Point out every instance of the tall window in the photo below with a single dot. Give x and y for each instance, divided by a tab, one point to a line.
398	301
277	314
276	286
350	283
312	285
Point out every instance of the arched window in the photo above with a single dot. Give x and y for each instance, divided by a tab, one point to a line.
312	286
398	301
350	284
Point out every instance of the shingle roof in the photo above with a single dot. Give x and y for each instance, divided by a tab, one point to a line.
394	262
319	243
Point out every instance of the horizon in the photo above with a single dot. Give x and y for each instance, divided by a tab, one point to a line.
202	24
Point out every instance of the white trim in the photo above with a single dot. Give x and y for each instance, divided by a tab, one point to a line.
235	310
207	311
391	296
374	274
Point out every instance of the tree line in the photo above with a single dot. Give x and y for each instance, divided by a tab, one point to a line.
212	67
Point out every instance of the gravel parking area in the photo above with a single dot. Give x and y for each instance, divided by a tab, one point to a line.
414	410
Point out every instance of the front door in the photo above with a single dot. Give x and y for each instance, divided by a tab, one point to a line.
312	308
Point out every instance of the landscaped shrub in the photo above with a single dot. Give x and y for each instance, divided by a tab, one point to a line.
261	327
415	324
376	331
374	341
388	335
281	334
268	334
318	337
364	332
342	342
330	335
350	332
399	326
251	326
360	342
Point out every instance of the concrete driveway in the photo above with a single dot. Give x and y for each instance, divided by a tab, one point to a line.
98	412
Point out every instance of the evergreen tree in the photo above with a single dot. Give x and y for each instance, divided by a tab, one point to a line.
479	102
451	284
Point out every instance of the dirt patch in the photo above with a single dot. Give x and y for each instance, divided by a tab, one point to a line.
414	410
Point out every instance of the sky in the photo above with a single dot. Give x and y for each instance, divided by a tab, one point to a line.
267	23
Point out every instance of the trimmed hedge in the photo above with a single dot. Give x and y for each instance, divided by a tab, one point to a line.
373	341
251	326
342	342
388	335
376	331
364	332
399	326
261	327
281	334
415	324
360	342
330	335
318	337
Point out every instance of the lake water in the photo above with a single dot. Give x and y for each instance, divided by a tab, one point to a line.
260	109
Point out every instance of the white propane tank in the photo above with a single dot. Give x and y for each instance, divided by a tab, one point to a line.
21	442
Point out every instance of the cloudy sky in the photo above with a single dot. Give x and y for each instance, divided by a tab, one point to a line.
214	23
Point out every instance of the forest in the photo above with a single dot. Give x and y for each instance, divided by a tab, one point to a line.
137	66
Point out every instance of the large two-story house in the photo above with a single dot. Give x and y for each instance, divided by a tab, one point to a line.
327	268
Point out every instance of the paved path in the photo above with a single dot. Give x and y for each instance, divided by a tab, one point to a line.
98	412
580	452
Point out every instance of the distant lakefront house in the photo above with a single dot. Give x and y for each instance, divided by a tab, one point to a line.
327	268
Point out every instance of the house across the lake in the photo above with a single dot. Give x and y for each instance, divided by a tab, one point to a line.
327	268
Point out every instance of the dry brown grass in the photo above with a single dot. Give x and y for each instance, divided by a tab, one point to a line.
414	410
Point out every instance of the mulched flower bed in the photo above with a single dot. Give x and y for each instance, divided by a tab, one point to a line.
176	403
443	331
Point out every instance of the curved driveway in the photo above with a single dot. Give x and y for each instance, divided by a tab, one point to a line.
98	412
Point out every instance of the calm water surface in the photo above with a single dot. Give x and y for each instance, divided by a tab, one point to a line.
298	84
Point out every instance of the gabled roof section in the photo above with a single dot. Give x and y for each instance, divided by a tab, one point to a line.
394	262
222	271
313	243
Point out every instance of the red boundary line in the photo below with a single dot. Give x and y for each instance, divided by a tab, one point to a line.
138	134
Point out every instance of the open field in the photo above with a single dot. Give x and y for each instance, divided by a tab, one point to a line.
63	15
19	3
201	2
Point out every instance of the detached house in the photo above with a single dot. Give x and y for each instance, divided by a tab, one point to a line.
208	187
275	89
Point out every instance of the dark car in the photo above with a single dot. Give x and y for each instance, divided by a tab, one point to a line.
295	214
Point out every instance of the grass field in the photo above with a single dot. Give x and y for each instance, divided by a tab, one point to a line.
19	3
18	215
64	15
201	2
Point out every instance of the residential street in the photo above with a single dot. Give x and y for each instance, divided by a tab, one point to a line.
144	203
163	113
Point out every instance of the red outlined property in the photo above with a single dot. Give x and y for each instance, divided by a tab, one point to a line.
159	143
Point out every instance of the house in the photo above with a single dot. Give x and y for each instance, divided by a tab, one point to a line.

--*--

AIM = Please write out all the records above again, switching "divided by a tab" to "separated by a tab" and keeping everything else unchanged.

THE RESPONSE =
Point out every instance of the tall window in the photo below with a single dot. Give x and y for each instance, separated by a tab, one point to a line.
398	301
277	314
276	286
350	283
312	285
Point out every instance of the arched window in the photo above with a single dot. Give x and y for each instance, separated by a tab, one point to a line.
312	286
398	301
350	284
Point out every instance of the shingle roof in the photo above with a single dot. Give x and y for each instance, separated by a tab, one point to a line.
394	262
319	243
Point out every instance of the horizon in the photo above with a single dot. Give x and y for each instance, separated by a tab, one point to a line.
202	24
Point out every instance of the white trim in the photo above with a single dot. Give x and y for each instance, separated by a tab, one point to a line.
235	310
207	311
391	296
374	274
Point out every instance of the tree line in the photo above with a single dot. Give x and y for each instance, separated by a tab, one point to a line.
212	67
Point out every instance of the gravel parking area in the photo above with a single dot. Give x and y for each instance, separated by a tab, one point to a line.
414	410
Point out every instance of the front door in the photo above with a single dot. Give x and y for each instance, separated by a tab, one point to a line.
312	308
Point out every instance of the landscaped shrub in the photo above with a single dot. Give x and y for each instance, separated by a tab, one point to a line.
261	327
415	324
376	331
374	341
388	335
281	334
268	334
318	337
364	332
342	342
330	335
350	332
399	326
251	326
360	342
Point out every instance of the concrete driveway in the photo above with a single dot. Give x and y for each instance, separated by a tab, one point to a line.
98	412
Point out every instance of the evergreen tree in the photo above with a single dot. Give x and y for each instance, separated by a tab, one point to a line.
479	102
451	284
Point out every instance of the dirt patch in the photo above with a single dot. Give x and y for each instance, separated by a tab, one point to a line.
414	410
Point out every instance of the sky in the photo above with a single dot. Give x and y for each instance, separated by a tab, one point to a line.
267	23
Point out every instance of the trimmed hedge in the photo above with a single dot. Give x and y for each instance, separated by a tab, one point to a line.
373	341
251	326
342	342
388	335
376	331
364	332
399	326
261	327
281	334
415	324
360	342
330	335
318	337
Point out every instance of the lake water in the photo above with a single dot. Give x and y for each instance, separated by a tab, one point to a line.
260	109
Point out every instance of the white propane tank in the photo above with a single dot. Give x and y for each instance, separated by a tab, one point to a line.
21	442
Point out every instance of the cloudy sky in the photo above with a single dot. Give x and y for each instance, separated by a tab, one point to a line.
214	23
Point out every instance of the forest in the photo above with a single dot. Give x and y for each instance, separated by a tab, one point to a line.
137	66
Point out every instance of the large two-story house in the photo above with a single dot. Give x and y for each instance, separated by a tab, one point to a line.
327	268
Point out every instance of the paved path in the photo above with a single dot. Give x and y for each instance, separated by a tab, one point to a line.
98	412
580	452
Point out every instance of the distant lakefront house in the photo above with a single dot. Give x and y for each instance, separated by a tab, one point to a line.
327	268
Point out every instance of the house across the lake in the photo above with a single dot. Give x and y for each instance, separated by a tab, one point to a line.
327	268
Point out every instance of the dry brown grass in the photo above with a single dot. Give x and y for each instance, separated by a tab, one point to a line.
414	410
Point out every instance of the mulched flower bed in the photo above with a single dot. Give x and y for each instance, separated by a tab, one point to a line.
176	403
443	331
Point out every instance of the curved driveway in the photo above with a single dot. Give x and y for each instance, separated by a tab, one point to a line.
98	412
Point out every instance of the calm water surface in the photo above with a single dot. Give x and y for each instance, separated by a tab, one point to a line.
298	84
Point out every instance of the gabled roof section in the photo above with a single dot. Give x and y for each instance, separated by a tab, one point to a line.
394	262
222	271
313	243
Point out every instance of the red boundary line in the photo below with a single dot. Give x and y for each instance, separated by a tab, one point to a line.
138	134
Point out every instance of the open field in the photo above with a single dot. Give x and y for each instance, separated by a tab, one point to a line.
63	15
19	3
201	2
Point out every instance of the detached house in the photo above with a single dot. Give x and y for each instance, separated by a tab, one point to a line.
208	187
275	89
Point out every instance of the dark car in the photo above with a single dot. Give x and y for each instance, separated by a tab, one point to a line.
295	214
Point out every instance of the grass field in the photo above with a single dot. Give x and y for each instance, separated by a tab, one point to a line.
19	3
18	215
64	15
201	2
Point out every instance of the residential street in the photo above with a single dot. Give x and y for each instance, separated by a tab, one point to a line.
144	203
163	113
Point out every instance of the red outlined property in the photo above with a single dot. Give x and y for each instance, separated by a tab, one point to a line.
159	143
Point out every instance of the house in the photo above with a single dot. Give x and y for each instance, separated by a tab, one point to a line.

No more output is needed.